#### STATED TASK
Starting at the line that contains "mark the doorway", copy each line through the end of the listing below. Include both ends and output nothing more.

#### DATA ENTRIES

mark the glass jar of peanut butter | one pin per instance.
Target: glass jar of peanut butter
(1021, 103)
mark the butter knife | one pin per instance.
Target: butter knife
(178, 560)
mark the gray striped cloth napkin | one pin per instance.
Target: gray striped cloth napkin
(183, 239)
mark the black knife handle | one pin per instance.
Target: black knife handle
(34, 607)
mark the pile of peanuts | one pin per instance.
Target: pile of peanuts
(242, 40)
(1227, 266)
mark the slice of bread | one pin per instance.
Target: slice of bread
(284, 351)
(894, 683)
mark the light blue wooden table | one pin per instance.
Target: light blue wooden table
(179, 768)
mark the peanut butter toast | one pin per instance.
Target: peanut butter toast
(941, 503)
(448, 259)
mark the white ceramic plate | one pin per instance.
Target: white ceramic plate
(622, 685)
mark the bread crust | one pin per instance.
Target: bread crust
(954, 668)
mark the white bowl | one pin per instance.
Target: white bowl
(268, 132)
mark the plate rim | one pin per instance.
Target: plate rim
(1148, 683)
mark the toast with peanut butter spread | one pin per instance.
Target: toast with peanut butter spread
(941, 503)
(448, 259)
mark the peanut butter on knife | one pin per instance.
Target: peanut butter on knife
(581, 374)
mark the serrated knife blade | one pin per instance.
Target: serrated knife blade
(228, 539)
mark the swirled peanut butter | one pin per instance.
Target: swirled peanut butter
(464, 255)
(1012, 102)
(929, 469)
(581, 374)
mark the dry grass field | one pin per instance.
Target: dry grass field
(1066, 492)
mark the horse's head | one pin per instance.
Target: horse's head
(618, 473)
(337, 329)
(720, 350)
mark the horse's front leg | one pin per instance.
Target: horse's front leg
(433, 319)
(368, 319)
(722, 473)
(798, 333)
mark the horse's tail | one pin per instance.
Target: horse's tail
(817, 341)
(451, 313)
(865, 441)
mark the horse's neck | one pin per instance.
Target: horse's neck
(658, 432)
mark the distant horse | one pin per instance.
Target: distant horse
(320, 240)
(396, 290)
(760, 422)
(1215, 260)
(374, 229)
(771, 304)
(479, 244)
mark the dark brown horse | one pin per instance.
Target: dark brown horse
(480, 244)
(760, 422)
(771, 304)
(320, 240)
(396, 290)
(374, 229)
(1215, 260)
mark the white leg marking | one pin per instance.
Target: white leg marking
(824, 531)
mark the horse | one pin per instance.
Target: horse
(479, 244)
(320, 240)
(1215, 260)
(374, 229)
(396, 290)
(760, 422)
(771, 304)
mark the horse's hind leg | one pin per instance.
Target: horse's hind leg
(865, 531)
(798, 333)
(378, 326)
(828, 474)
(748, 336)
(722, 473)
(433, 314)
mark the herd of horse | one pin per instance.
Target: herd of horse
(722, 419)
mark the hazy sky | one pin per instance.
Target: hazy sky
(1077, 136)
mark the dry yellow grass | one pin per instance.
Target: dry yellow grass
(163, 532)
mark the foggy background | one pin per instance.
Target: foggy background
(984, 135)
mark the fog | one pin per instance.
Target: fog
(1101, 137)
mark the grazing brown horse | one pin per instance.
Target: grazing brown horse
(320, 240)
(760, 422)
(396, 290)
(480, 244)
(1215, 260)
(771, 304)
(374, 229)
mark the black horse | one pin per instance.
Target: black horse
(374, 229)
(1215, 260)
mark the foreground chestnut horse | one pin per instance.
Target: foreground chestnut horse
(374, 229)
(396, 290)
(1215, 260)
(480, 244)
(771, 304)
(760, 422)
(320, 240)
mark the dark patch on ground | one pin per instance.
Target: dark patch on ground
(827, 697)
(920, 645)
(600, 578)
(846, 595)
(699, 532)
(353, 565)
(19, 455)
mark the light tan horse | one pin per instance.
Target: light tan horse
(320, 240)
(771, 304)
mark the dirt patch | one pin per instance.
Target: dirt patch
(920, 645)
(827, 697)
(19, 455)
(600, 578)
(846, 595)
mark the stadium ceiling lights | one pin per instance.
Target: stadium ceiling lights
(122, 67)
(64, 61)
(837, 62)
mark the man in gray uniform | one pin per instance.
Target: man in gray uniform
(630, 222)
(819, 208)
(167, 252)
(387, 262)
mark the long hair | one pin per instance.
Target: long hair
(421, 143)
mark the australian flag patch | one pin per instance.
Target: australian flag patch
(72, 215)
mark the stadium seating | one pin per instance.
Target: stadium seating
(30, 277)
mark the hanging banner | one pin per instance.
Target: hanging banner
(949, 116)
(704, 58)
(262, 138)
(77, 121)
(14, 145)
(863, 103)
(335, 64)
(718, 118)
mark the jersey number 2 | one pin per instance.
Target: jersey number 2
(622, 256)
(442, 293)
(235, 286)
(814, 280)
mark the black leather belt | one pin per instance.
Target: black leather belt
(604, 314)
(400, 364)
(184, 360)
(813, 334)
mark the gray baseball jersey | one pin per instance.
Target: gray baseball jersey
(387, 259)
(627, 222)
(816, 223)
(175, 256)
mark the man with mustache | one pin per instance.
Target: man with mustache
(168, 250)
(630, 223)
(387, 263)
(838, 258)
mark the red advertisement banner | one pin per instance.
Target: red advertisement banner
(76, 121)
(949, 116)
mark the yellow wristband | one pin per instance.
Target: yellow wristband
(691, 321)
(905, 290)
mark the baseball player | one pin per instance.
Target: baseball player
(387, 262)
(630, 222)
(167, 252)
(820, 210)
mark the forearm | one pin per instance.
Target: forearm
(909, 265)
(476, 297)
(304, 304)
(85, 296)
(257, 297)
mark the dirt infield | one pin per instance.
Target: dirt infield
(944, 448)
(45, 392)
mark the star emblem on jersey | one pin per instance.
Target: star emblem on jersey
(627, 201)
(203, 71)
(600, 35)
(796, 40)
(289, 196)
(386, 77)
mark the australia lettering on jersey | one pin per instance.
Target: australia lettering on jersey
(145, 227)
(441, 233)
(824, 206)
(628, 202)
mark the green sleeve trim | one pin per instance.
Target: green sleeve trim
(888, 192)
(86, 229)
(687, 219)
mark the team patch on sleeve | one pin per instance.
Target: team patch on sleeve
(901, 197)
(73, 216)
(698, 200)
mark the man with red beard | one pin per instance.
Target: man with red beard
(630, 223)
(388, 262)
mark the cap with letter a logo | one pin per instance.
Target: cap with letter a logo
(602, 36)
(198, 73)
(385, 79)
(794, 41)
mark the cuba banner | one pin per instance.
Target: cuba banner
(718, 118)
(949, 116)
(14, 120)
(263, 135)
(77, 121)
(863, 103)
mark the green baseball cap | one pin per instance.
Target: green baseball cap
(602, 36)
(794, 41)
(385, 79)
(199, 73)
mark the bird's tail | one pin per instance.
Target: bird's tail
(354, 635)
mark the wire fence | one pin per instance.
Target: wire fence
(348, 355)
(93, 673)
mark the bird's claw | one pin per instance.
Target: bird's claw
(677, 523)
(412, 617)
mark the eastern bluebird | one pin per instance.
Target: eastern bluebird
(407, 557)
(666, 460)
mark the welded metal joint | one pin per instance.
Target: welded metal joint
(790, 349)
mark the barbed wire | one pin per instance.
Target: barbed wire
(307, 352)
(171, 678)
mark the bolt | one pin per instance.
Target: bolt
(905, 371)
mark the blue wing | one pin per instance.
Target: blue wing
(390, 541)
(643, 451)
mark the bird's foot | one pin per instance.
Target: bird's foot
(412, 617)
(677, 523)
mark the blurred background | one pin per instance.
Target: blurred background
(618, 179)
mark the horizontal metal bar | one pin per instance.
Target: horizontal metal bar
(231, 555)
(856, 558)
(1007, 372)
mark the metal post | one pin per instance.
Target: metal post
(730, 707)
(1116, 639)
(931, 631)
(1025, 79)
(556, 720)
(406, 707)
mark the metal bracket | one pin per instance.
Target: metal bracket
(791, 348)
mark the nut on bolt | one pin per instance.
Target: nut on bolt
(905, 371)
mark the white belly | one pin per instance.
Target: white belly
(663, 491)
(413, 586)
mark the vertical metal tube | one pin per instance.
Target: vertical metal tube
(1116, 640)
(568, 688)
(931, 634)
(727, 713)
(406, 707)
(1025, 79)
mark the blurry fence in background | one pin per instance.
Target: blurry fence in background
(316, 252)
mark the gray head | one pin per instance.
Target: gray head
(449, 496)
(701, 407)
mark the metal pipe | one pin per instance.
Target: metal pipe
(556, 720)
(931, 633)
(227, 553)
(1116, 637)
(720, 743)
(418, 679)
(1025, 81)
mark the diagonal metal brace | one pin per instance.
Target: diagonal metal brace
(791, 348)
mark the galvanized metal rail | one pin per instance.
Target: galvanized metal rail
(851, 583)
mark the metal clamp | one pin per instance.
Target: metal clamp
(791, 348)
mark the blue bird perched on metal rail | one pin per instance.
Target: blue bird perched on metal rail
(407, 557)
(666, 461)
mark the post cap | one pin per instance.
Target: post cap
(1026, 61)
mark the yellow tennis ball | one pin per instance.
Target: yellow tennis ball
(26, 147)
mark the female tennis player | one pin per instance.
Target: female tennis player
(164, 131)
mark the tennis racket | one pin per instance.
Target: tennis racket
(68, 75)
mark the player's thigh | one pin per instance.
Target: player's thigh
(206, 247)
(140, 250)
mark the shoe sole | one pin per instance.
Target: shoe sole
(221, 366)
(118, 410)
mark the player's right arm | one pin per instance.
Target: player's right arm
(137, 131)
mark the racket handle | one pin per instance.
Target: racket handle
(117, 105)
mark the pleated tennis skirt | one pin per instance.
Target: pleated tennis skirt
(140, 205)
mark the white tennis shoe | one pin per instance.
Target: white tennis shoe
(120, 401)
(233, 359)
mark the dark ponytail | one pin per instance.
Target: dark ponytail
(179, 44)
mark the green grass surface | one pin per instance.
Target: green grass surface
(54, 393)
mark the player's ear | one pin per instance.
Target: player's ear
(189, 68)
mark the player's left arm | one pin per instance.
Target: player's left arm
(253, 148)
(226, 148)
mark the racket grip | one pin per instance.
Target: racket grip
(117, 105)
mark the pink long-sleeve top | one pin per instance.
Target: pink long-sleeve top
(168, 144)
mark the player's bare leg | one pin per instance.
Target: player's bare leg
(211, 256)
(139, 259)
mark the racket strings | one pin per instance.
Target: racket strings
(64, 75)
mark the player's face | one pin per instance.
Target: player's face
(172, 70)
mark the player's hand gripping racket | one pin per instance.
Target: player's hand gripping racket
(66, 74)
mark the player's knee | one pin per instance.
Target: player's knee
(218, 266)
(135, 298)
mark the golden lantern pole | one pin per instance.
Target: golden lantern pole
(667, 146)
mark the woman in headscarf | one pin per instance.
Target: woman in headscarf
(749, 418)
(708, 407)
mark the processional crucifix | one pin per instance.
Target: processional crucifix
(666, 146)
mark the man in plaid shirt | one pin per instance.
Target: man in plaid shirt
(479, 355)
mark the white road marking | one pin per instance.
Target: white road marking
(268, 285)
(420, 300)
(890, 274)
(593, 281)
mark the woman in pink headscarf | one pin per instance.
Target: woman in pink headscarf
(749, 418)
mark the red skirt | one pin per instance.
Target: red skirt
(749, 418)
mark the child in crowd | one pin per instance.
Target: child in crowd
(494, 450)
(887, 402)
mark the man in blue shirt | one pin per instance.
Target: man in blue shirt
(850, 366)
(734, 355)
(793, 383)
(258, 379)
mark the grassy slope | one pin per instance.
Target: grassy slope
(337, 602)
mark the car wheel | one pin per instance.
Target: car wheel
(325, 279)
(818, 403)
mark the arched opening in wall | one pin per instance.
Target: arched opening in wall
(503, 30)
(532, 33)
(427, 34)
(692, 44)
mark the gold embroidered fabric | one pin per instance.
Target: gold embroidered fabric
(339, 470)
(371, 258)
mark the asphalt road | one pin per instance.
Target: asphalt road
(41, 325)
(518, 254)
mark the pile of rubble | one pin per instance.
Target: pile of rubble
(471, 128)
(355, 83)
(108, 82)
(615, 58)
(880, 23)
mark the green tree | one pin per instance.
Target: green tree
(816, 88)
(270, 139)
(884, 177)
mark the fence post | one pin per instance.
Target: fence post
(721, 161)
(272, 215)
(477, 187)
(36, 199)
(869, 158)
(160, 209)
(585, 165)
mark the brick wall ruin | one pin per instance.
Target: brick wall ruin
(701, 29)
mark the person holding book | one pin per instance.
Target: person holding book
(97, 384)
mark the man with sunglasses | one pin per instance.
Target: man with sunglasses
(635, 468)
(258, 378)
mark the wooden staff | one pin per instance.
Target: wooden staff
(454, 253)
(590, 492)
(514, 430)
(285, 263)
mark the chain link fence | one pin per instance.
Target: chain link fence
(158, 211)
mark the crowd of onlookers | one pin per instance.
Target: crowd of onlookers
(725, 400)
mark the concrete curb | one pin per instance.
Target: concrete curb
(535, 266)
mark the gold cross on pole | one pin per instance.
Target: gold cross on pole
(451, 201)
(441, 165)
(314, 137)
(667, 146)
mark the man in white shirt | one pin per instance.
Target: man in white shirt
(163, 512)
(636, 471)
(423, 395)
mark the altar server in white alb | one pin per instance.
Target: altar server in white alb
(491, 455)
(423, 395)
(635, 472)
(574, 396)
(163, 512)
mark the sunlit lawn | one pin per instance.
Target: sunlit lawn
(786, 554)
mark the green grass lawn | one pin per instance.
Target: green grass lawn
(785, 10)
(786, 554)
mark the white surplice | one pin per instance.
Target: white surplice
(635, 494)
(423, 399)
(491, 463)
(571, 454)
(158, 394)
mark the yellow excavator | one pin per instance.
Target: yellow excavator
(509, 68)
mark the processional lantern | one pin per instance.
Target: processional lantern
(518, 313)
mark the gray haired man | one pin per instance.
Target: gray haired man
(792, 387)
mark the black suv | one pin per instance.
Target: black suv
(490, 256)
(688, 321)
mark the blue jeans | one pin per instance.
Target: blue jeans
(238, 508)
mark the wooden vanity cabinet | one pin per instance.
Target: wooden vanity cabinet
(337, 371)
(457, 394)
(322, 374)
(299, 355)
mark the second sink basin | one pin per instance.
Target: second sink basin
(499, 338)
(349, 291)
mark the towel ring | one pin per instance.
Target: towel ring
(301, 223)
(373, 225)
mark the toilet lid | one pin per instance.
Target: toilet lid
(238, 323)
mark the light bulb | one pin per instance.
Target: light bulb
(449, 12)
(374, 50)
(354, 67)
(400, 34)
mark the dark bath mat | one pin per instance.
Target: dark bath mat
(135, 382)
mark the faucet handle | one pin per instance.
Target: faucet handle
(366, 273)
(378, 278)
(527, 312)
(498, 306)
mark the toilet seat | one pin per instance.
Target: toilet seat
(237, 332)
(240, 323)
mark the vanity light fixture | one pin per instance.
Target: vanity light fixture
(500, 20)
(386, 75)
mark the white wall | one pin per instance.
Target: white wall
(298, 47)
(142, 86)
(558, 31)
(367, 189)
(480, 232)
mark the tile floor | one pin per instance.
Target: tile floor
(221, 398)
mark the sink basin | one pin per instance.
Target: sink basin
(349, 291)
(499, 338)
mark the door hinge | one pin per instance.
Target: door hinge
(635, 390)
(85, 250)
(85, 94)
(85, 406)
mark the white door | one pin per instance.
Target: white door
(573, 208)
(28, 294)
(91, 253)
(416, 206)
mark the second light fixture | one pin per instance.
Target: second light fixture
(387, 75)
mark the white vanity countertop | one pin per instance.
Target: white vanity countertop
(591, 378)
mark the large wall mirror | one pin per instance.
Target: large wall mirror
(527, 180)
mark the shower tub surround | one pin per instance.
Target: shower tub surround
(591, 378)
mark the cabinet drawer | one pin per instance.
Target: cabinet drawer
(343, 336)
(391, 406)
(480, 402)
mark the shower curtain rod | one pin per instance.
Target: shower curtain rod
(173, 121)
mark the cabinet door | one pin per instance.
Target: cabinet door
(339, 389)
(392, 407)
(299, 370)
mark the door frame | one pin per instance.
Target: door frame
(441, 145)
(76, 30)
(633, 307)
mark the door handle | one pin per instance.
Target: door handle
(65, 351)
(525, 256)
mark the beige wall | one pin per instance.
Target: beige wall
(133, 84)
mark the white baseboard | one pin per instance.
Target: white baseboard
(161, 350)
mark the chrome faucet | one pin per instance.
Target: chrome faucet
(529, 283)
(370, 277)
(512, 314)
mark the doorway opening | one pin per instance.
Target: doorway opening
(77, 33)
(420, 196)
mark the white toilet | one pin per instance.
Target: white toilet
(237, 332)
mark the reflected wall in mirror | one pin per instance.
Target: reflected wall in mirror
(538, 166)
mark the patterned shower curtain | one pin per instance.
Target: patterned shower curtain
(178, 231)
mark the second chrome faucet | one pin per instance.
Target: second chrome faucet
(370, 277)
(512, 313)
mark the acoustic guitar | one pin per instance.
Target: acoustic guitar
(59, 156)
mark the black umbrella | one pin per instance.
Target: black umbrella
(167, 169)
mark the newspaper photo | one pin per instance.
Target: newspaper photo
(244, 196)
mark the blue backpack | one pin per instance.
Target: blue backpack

#### WORKED ANSWER
mark the doorway opening | one pin per instance.
Target: doorway opening
(77, 33)
(420, 196)
mark the white toilet | one pin per instance.
Target: white toilet
(237, 332)
mark the reflected wall in mirror | one pin per instance.
Target: reflected wall in mirror
(538, 166)
mark the patterned shower curtain | one pin per instance.
Target: patterned shower curtain
(178, 231)
mark the second chrome faucet | one pin per instance.
Target: second chrome faucet
(370, 277)
(512, 313)
mark the acoustic guitar | one pin per instance.
Target: acoustic guitar
(59, 156)
mark the black umbrella | one pin per instance.
Target: black umbrella
(167, 169)
mark the newspaper photo | one pin per instance.
Target: newspaper photo
(244, 196)
mark the blue backpack | one pin per instance.
Target: blue backpack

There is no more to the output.